## PAGE TEXT
▬▬▬
Samples and populations


In [16]:
# Set parameters for two populations.
popA = {'m': 1.6, 's': 0.1}
popB = {'m': 1.8, 's': 0.1}

# Create two samples, one from each population.
sampA = np.random.normal(popA['m'], popA['s'], 100)
sampB = np.random.normal(popB['m'], popB['s'], 100)

# x values for plotting.
x = np.linspace(1.25, 2.25, 1000)

# The probability density functions (PDFs) for the two populations.
pdfA = ss.norm.pdf(x, popA['m'], popA['s'])
pdfB = ss.norm.pdf(x, popB['m'], popB['s'])

# Plot the population PDFs as shaded regions.
plt.fill_between(x, pdfA, color='g', alpha=0.25, label="Population A")
plt.fill_between(x, pdfB, color='b', alpha=0.25, label="Population B")

# Plot histograms of the two samples.
plt.hist(sampA, density=True, color='g', alpha=0.25, label="Sample A")
plt.hist(sampB, density=True, color='b', alpha=0.25, label="Sample B")

# Display a legend.
plt.legend()
plt.show()


Problems with multiple $t$-tests


Suppose we want to compare three groups. Can three $t$ tests be run in parallel?


In [17]:
# Size of each sample.
N = 100

# Create three samples.
sampA = np.random.normal(1.0, 0.2, N)
sampB = np.random.normal(1.0, 0.2, N)
sampC = np.random.normal(2.0, 0.2, N)

# Put samples in a single data frame.
sample = ['A'] * N + ['B'] * N + ['C'] * N
values = np.hstack([sampA, sampB, sampC])
dfsamps = pd.DataFrame({'Sample': sample, 'Value': values})

# Visualise samples.
sns.catplot(x='Sample', y='Value', jitter=False, data=dfsamps);
In [18]:
# t-Tests
t_AB, p_AB = ss.ttest_ind(sampA, sampB)
t_AC, p_AC = ss.ttest_ind(sampA, sampC)
t_BC, p_BC = ss.ttest_ind(sampB, sampC)

print(f"p_AB: {p_AB:.2f}\tp_AC: {p_AC:.2f}\tp_BC: {p_BC:.2f}")
p_AB: 0.84	p_AC: 0.00	p_BC: 0.00
In [19]:
# Let's run 1000 tests, remembering our Type I errors.

falsepos = 0

for i in range(1000):
    A = np.random.normal(1.0, 0.2, N)
    B = np.random.normal(1.0, 0.2, N)
    C = np.random.normal(1.0, 0.2, N)
    t_AB, p_AB = ss.ttest_ind(A, B)
    t_AC, p_AC = ss.ttest_ind(A, C)
    t_BC, p_BC = ss.ttest_ind(A, C)
    if p_AB <= 0.05 or p_AC <= 0.05 or p_BC <= 0.05:
        falsepos = falsepos + 1

print(f"False positive rate: {falsepos / 10}%")
False positive rate: 10.5%


Analaysis of Variance (ANOVA)


ANOVA can be used to avoid a higher Type I error rate.


In [20]:
F, P = ss.f_oneway(sampA, sampB, sampC)
print(f"{P:.2f}")
0.00

End
▬▬▬
## MATERIAL
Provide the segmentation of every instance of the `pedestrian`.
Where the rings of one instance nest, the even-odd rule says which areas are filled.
▬▬▬
## PROMPT
Please quote the page on t-tests and ANOVA word for word, from "t_BC, p_BC = ss.ttest_ind(sampB, sampC)" to "C = np.random.normal(1.0, 0.2, N)".

## EXPECTED OUTPUT
t_BC, p_BC = ss.ttest_ind(sampB, sampC)

print(f"p_AB: {p_AB:.2f}\tp_AC: {p_AC:.2f}\tp_BC: {p_BC:.2f}")
p_AB: 0.84	p_AC: 0.00	p_BC: 0.00
In [19]:
# Let's run 1000 tests, remembering our Type I errors.

falsepos = 0

for i in range(1000):
    A = np.random.normal(1.0, 0.2, N)
    B = np.random.normal(1.0, 0.2, N)
    C = np.random.normal(1.0, 0.2, N)